--- PASSAGE SHOWN ---
4. Memory Leak Prevention
Problem addressed
Long-running sessions (captcha, anti-spam) accumulate data in memory if not cleaned up. An attacker can create thousands of unfinished captcha sessions to exhaust the bot’s RAM.
Implementation
Periodic cleanup tasks run in the background for each affected cog:
# Example in captcha.py
@tasks.loop(minutes=10)
async def cleanup_expired_sessions(self):
now = asyncio.get_event_loop().time()
expired = [
session_id
for session_id, session in self.active_sessions.items()
if now - session.created_at > SESSION_TIMEOUT
]
for session_id in expired:
del self.active_sessions[session_id]
Cogs with automatic cleanup:
| Cog | Data cleaned | Interval |
|---|
captcha.py | Expired captcha sessions | 10 minutes |
automod.py | Anti-spam message history | 5 minutes |
report.py | Expired report cooldowns | 30 minutes |
antiraid.py | Raid detection windows | 1 minute |
5. Database Pool Isolation
Problem addressed
Direct database access from multiple cogs simultaneously can create race conditions and hanging connections on error.
Implementation
All queries go through a centralized pool with context management:
# utils/database.py
class Database:
def __init__(self, pool):
self._pool = pool # Access restricted via property
@property
def pool(self):
return self._pool
async def fetch_one(self, query: str, *args):
async with self._pool.acquire() as conn:
return await conn.fetchrow(query, *args)
Independent queries are parallelized with asyncio.gather to reduce latency:
# Parallel loading instead of sequential
trust_score, warnings, infractions = await asyncio.gather(
db.fetch_trust_score(guild_id, user_id),
db.fetch_warnings(guild_id, user_id),
db.fetch_infractions(guild_id, user_id)
)
6. Captcha Verification
Algorithm
The math captcha uses secrets.choice (CSPRNG) instead of random to prevent answer prediction:
import secrets
def generate_captcha() -> tuple[str, int]:
a = secrets.choice(range(1, 20))
b = secrets.choice(range(1, 20))
op = secrets.choice(['+', '-', '×'])
# ...
return question, correct_answer
A per-session asyncio.Lock prevents race conditions if the user clicks multiple times simultaneously.
Limits
- 3 attempts maximum per session
- 5-minute timeout per session
- Automatic expiration: unfinished sessions are cleaned up every 10 minutes
- Result: +15 Trust Score (success) or -20 Trust Score + kick (failure)
--- DATASET ENTRIES ---
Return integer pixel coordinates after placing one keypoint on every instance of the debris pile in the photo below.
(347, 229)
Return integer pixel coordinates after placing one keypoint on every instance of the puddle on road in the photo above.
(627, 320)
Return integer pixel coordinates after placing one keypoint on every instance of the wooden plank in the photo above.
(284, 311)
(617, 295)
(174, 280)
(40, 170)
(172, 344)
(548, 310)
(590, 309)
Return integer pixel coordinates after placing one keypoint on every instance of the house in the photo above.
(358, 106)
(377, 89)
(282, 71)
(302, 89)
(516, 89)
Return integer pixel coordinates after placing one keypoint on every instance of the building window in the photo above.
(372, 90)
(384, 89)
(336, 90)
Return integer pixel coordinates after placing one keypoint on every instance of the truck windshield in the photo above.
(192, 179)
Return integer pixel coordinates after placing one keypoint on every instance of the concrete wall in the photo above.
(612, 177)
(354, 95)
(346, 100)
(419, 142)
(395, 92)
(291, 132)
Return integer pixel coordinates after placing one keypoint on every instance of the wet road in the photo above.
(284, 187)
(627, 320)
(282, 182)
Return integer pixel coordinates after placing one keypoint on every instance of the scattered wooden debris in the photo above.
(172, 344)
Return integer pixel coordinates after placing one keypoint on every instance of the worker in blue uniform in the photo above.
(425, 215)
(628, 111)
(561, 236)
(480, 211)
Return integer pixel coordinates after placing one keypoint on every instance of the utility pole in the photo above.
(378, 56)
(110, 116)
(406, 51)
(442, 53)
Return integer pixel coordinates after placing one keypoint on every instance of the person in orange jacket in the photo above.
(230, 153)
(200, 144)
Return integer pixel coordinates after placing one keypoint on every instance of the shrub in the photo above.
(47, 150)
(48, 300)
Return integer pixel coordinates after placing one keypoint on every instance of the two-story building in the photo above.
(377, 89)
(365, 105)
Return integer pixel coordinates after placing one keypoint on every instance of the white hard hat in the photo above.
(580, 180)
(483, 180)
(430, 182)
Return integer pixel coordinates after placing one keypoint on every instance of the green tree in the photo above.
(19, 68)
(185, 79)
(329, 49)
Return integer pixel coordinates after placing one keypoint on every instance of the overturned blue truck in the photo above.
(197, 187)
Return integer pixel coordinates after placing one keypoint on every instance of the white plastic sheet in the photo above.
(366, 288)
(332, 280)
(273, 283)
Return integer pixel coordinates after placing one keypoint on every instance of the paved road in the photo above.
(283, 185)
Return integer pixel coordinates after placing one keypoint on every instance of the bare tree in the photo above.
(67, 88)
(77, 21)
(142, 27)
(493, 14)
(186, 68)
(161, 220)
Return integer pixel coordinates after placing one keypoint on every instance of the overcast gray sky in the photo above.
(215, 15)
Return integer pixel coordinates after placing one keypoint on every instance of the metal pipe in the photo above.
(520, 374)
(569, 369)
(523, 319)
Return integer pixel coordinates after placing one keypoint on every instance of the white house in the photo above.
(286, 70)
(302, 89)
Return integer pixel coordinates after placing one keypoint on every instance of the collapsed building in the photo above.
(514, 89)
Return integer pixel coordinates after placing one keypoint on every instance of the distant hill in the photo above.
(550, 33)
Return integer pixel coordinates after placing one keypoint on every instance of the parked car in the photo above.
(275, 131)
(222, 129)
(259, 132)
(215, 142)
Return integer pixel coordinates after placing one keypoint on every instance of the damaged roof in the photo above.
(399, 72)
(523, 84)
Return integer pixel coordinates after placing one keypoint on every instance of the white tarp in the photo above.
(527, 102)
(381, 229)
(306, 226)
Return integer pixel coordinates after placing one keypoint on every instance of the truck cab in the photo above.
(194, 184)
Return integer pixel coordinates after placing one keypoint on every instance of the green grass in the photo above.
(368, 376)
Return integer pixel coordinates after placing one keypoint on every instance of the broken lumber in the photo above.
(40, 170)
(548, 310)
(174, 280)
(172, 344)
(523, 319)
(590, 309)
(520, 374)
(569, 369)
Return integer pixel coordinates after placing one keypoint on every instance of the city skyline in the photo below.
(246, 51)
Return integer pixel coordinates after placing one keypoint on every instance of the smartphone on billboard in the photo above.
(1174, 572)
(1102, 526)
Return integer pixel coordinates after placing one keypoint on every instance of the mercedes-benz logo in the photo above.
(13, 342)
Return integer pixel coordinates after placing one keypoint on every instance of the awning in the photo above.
---
- [DIRECTIVES]
- a) Say whether each statement agrees with the bot safeguards text. Answer yes or no and quote the words that decide it. (i) Each captcha session has its own lock to handle simultaneous clicks. (ii) The math captcha draws its numbers with random. (iii) A user gets up to five attempts per captcha session.
- b) Carry on the bot safeguards text above, starting after its final line about the Trust Score result of the captcha.

- [RESULTS IN ORDER]
- a)
(i) Yes: "A per-session asyncio.Lock prevents race conditions if the user clicks multiple times simultaneously."
(ii) No: "The math captcha uses secrets.choice (CSPRNG) instead of random to prevent answer prediction"
(iii) No: "3 attempts maximum per session"

- b)
7. Role Hierarchy and Escalation Prevention
Guardian systematically verifies the role hierarchy before any moderation action:
Check before ban/kick/mute:
1. Is the target a bot? → Refuse
2. Is the target the server owner? → Refuse
3. Target's highest role ≥ bot's highest role? → Refuse
4. Target's highest role ≥ moderator's highest role? → Refuse
5. Action authorized ✓
Moderator abuse detection
If a moderator performs too many actions in a short time (configurable threshold, default: 3 actions/10s), Guardian:
- Logs the event as suspicious
- Notifies administrators
- Can restrict the moderator account’s permissions if the threshold is exceeded
8. Global Ban Confidence Scores
Every entry in the global blacklist carries a confidence score:
| Category | Confidence | Description |
|---|
scammer | 90% | Confirmed scammer |
raider | 85% | Identified raider |
spammer | 75% | Documented spammer |
other | 60% | Generic category |
Servers can configure a minimum confidence threshold below which automatic banning on join is not triggered, avoiding false positives on low-confidence entries.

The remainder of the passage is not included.